- _Objectif_
Poursuivez le texte sur l'anticapitalisme, présenté plus bas, à partir de sa dernière phrase.

- _Extrait_
◇ ◇ ◇ ◇ ◇

Un spectre politique large et très divers s'est réclamé ou se réclame de l'anticapitalisme[6],[7],[8]. En effet, on retrouve aussi bien des courants politiques anticapitalistes à gauche qu'à droite.
Les idées anticapitalistes se sont développées de pair avec l'essor du système capitaliste.
L'anticapitalisme socialiste naît dans les années 1840[9],[10]. Porté par une classe ouvrière démographiquement croissante et pauvre, il se développera plus tard au sein de l'Association internationale des travailleurs (AIT, 1864-1872), dont il est le principal courant. L'AIT déclare que « l'assujettissement économique du travailleur au détenteur des moyens du travail, c'est-à-dire des sources de la vie, est la cause première de la servitude dans toutes ses formes, de la misère sociale, de l'avilissement intellectuel et de la dépendance politique ». Elle ajoute que « la lutte pour l'émancipation de la classe ouvrière n'est pas une lutte pour des privilèges et des monopoles de classe, mais pour l'établissement de droits et de devoirs égaux, et pour l'abolition de toute domination de classe »[11].
Au lendemain de l'écrasement militaire de la Commune de Paris en 1871, c'est la scission entre « marxistes » et « anarchistes » autour de la méthode pour abolir le capitalisme : les « marxistes » estiment nécessaire de participer aux élections, alors que les « anarchistes » prônent l'abstention. Ces courants sont par contre d'accord sur la nécessité d'une action des exploités eux-mêmes, par une révolution sociale, ainsi que sur l'internationalisme et la lutte contre la société divisée en classes sociales (pour une société sans classe).
Jusqu'en 1917, les marxistes étaient souvent dénommés « collectivistes » ou « socialistes ».
Aujourd'hui, l'anticapitalisme est divisé en trois grands courants :
Les anarchistes, nombreux à participer à l'insurrection de la Commune de Paris de 1871, s'investissent par la suite pour une partie dans l'anarcho-syndicalisme, et une autre dans l'anarcho-communisme[12]. Ils sont au premier plan de la création de la CGT en France et de celle des Industrial Workers of the World dans les années 1910 et 1920 aux États-Unis. Ils jouent un rôle de premier plan avec la CNT en Catalogne aux côtés du POUM (communistes antistaliniens), contre le Parti communiste d'Espagne (sous la tutelle de Staline) lors de la révolution espagnole de 1936-1937. Ils furent aussi actifs pendant la Révolution russe de 1917.
Par la suite, l'anarchisme en tant que mouvement organisé a perdu une grande partie de son influence mais parvient à la fin du XXe siècle à subsister[13].
Karl Marx consacre plusieurs décennies à étudier et expliquer le fonctionnement, l'histoire et le développement du mode de production capitaliste. Son plus célèbre ouvrage sur ce sujet est Le Capital dont le livre premier est publié en 1867[14]. Marx arrive à la conclusion que le capitalisme est un système profondément et par nature inégalitaire, qui contraint les êtres humains à l'aliénation et à la lutte fratricide, qui doit donc être aboli.

◇ ◇ ◇ ◇ ◇

- _Données brutes_
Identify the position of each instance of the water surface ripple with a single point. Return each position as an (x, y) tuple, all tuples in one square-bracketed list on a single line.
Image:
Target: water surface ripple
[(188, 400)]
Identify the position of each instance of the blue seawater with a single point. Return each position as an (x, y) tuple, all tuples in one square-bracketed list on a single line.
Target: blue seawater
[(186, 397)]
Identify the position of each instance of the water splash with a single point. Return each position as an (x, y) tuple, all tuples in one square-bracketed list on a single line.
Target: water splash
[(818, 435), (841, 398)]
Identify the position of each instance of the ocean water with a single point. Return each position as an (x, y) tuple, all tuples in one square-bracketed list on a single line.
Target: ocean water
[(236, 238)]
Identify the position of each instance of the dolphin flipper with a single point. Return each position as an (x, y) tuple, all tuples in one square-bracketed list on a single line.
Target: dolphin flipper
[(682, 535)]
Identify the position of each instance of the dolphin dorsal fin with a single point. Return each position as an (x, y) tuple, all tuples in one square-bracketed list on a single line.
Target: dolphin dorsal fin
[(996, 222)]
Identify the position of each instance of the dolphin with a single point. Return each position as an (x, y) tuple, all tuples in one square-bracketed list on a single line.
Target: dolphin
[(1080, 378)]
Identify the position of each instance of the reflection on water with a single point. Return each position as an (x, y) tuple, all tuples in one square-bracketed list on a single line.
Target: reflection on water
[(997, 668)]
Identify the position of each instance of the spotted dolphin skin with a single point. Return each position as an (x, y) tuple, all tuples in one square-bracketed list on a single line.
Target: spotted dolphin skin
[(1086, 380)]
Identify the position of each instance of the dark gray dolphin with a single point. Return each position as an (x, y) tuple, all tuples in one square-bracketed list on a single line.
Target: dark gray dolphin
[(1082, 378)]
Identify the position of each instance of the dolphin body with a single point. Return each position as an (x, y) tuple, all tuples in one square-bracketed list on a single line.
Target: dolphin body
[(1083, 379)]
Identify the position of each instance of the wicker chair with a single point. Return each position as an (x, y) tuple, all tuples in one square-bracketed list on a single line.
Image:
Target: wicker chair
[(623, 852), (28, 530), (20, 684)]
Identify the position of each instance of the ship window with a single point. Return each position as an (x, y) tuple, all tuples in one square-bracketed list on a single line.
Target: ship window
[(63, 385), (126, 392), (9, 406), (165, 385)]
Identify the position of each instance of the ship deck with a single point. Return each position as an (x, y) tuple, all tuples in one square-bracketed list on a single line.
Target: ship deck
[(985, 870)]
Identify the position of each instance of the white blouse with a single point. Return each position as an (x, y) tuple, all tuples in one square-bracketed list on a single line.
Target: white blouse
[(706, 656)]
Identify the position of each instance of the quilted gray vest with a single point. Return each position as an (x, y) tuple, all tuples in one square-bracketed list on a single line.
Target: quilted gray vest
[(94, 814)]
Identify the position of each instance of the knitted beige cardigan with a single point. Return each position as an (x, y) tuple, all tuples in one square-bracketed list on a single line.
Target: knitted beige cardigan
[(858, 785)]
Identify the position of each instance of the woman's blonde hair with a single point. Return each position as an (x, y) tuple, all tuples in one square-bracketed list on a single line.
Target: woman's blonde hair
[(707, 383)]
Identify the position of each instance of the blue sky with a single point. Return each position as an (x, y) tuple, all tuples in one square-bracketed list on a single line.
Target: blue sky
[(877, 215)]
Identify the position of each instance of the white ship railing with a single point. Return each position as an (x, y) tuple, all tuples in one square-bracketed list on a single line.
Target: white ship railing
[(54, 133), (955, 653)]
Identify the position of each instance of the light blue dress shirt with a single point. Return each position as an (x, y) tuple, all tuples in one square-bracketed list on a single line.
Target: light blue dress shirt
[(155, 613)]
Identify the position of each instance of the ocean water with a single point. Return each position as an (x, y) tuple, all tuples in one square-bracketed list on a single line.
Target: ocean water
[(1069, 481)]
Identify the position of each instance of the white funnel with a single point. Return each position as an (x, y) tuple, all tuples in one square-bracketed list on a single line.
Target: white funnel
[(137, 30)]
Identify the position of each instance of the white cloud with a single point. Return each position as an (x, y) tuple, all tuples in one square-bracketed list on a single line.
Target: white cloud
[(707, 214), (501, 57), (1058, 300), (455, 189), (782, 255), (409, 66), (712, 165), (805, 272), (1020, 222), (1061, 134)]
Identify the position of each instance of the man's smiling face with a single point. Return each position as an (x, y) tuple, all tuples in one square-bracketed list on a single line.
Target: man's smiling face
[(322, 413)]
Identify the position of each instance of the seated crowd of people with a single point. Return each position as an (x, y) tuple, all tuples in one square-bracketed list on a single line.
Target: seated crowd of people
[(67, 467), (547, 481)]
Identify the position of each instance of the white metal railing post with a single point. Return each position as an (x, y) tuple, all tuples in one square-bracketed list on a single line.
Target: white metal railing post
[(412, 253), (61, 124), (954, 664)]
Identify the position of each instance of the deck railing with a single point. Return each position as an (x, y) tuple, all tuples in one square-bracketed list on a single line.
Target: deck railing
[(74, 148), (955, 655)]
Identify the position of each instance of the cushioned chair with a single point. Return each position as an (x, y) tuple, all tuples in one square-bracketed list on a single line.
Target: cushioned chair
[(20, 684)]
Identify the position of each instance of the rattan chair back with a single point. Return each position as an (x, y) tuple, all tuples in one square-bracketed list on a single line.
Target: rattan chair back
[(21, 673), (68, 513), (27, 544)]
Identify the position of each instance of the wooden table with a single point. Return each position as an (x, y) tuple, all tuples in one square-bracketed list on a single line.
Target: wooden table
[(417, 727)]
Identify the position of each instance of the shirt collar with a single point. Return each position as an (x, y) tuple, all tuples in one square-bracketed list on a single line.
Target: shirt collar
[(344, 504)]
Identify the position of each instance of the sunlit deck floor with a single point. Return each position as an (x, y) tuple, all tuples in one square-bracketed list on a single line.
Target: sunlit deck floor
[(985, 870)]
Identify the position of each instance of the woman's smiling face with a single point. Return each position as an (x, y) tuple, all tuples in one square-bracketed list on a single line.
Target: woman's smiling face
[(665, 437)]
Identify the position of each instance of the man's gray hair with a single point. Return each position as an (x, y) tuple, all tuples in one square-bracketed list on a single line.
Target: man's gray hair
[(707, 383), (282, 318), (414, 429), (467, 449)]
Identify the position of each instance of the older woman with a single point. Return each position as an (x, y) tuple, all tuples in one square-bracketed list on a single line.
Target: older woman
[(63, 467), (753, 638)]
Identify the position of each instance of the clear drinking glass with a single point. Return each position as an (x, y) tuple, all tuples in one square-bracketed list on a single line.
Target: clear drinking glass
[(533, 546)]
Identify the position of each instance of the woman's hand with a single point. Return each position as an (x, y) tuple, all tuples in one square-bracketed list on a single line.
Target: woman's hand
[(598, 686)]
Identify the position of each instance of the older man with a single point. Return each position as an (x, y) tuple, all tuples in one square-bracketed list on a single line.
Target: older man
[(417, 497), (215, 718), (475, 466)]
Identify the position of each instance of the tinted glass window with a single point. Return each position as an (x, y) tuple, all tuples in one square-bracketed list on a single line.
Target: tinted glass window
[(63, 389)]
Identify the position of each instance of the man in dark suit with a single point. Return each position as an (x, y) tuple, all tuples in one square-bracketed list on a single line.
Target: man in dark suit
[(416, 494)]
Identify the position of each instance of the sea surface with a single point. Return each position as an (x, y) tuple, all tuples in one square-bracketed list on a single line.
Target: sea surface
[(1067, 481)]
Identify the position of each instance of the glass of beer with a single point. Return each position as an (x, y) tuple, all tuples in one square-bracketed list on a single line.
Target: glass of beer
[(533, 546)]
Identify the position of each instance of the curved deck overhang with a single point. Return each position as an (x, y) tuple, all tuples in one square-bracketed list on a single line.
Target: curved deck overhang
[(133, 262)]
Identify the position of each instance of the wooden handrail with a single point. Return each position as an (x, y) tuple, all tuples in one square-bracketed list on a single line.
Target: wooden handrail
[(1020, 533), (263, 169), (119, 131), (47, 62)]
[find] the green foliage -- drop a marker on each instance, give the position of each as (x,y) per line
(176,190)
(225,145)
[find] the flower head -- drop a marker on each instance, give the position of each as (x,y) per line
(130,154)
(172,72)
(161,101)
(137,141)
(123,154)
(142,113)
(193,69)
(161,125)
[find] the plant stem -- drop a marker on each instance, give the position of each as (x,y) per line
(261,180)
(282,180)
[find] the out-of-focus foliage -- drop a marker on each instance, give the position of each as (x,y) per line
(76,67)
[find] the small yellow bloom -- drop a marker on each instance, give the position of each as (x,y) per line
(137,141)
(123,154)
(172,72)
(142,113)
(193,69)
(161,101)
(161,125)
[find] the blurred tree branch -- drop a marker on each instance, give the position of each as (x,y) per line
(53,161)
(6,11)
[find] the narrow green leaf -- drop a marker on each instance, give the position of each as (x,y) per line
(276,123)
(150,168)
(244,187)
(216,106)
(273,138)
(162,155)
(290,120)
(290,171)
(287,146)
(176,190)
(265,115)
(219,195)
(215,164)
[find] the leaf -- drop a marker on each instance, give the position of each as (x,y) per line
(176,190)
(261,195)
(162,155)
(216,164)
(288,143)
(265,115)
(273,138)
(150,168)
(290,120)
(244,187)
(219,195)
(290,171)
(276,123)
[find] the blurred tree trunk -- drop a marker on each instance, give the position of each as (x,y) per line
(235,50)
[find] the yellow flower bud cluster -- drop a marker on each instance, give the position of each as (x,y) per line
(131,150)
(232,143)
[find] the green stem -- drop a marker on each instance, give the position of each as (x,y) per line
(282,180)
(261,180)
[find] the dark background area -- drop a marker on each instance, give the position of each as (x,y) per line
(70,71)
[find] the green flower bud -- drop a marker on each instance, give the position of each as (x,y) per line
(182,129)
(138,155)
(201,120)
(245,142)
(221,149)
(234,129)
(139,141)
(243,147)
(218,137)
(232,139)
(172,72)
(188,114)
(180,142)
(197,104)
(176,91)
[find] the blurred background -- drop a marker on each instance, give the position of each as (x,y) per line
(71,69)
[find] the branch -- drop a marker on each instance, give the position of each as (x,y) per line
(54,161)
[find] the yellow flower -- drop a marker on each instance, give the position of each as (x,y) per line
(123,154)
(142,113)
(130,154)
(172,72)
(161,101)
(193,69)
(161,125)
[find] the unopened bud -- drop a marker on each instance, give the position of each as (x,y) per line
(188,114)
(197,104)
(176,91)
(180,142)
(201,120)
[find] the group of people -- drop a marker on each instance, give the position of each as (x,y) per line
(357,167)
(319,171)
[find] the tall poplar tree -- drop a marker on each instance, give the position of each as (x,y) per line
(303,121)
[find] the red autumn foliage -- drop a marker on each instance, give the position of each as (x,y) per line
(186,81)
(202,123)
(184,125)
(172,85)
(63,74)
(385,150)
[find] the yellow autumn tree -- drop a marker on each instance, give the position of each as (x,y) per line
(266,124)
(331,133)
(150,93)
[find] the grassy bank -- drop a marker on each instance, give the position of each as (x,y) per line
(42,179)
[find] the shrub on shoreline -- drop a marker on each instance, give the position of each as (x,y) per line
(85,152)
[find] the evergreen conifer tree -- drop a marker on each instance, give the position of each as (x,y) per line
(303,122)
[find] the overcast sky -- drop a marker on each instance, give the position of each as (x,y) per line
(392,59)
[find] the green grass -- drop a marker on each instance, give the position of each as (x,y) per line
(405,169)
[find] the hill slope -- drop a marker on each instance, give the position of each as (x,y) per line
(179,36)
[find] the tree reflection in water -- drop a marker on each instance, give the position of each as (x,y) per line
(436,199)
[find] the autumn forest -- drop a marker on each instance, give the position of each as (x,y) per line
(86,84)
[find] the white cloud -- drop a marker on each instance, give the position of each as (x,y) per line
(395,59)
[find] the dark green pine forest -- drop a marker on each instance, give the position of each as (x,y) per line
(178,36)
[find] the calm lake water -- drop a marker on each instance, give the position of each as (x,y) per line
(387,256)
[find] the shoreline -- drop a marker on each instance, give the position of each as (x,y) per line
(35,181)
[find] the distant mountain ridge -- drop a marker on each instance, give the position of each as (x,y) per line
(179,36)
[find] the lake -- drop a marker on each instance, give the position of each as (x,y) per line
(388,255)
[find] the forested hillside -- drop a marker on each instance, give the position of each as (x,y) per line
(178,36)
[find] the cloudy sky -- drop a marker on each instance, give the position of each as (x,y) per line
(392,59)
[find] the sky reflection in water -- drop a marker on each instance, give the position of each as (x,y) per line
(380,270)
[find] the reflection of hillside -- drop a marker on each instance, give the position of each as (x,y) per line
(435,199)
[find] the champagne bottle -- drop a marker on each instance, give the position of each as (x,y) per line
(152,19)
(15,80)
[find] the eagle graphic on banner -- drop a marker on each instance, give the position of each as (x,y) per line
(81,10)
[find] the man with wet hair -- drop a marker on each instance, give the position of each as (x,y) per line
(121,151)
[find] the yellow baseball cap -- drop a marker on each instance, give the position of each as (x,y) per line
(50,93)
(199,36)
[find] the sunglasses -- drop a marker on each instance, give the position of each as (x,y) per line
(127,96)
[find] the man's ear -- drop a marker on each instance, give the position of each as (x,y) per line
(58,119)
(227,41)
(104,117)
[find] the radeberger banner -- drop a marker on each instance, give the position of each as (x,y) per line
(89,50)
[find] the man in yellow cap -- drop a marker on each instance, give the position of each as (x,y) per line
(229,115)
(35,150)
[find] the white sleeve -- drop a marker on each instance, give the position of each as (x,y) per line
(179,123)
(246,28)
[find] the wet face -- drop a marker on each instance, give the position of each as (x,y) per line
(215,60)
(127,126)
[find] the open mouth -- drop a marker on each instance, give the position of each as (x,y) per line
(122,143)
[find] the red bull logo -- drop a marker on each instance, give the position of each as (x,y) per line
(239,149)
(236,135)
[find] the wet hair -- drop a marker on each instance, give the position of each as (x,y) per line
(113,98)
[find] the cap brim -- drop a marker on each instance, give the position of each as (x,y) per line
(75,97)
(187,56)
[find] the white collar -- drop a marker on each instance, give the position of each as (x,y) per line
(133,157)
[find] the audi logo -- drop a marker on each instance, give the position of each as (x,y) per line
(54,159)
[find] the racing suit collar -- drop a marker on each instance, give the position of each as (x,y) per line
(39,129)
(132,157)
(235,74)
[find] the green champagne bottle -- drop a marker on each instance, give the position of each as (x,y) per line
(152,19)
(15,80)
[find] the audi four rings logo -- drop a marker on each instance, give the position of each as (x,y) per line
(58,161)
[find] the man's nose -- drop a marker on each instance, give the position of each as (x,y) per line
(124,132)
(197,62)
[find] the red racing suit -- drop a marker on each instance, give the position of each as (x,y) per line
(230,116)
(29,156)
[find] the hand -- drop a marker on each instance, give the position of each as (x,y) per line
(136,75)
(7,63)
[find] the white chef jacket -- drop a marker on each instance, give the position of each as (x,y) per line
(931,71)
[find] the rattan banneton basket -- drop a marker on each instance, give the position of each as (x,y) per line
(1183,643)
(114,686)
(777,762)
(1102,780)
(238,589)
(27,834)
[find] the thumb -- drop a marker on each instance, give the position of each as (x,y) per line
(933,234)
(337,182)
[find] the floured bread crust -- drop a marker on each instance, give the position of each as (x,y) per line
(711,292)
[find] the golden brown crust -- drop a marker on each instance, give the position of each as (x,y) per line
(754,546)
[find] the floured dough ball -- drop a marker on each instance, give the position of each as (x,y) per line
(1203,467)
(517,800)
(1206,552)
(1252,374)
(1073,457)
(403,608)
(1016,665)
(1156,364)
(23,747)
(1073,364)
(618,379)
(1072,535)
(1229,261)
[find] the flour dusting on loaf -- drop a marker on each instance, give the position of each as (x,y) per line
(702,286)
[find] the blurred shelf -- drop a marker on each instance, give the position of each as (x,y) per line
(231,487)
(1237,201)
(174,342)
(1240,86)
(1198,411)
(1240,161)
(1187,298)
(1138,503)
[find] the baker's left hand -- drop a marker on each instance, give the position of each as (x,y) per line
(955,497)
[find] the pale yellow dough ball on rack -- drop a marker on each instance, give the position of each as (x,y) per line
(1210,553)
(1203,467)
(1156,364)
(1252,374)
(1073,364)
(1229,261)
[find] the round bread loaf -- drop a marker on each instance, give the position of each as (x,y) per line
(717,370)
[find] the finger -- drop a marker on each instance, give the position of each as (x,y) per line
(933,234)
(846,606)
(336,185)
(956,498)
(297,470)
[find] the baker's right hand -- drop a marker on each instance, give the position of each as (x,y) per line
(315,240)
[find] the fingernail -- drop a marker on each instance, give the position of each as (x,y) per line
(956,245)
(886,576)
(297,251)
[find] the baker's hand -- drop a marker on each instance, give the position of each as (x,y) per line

◇ ◇ ◇ ◇ ◇

- _Production attendue_
Les marxistes participent à la fondation et au développement des partis socialistes qu'ils regroupent en 1889 au sein de la Deuxième Internationale. Cette dernière explose à la suite de l'éclatement de la Première Guerre mondiale en 1914. Seule une minorité s'oppose à la guerre et maintient des liens internationaux au cours des conférences de Kiental et de Zimmerwald en Suisse. C'est notamment sur la question de la guerre qu'éclate la Révolution russe en 1917, qui aboutit, après un processus de révolution permanente long de huit mois, à la prise du pouvoir par les bolcheviks. Les divisions apparues lors de la Première Guerre mondiale et les différentes attitudes vis-à-vis de la révolution russe font partie des causes du fractionnement du marxisme en de nombreux courants, aux orientations très différentes : réformisme, léninisme, luxemburgisme, conseillisme, etc.
À la suite des interprétations du « marxisme hétérodoxe » (ou dit marxisme occidental[15]), un nouveau courant théorique distinct de l'ensemble des marxismes, apparaît au tournant des années 1986-1987, d'abord en Allemagne (groupe Krisis), quand dans des versions peu différentes et chez plusieurs auteurs à différents endroits du monde, on voit la publication de nouvelles thèses assez proches dans leurs résultats.
Cette critique du capitalisme se fait non pas du point de vue du travail mais plutôt de la possibilité de son abolition. C'est une critique aussi bien du mode de distribution que du mode de production capitaliste en partant de l'analyse des catégories finalement reconnues comme historiquement spécifiques au capitalisme et que sont la valeur, la marchandise, l'argent, le travail, le capital. La critique est dite alors radicale, car elle analyse de façon approfondie les catégories qui sont à la base (à la racine) de la socialisation, de nous tous, dans le capitalisme. Elle est dite aussi pour cela, « critique catégorielle ».
Le syndicalisme révolutionnaire s'oppose au capitalisme directement sur le lieu de travail, et souhaite « l'émancipation intégrale, qui ne peut se réaliser que par l'expropriation capitaliste »[16]. Les syndicalistes révolutionnaires désirent, pour la plupart, remplacer le capitalisme par le socialisme autogestionnaire.
Certains courants de l'écologie politique sont partisans de la « fin du capitalisme », puisqu'ils l'estiment incompatible avec la protection de l'environnement. André Gorz et Jean Zin en sont les auteurs les plus notables.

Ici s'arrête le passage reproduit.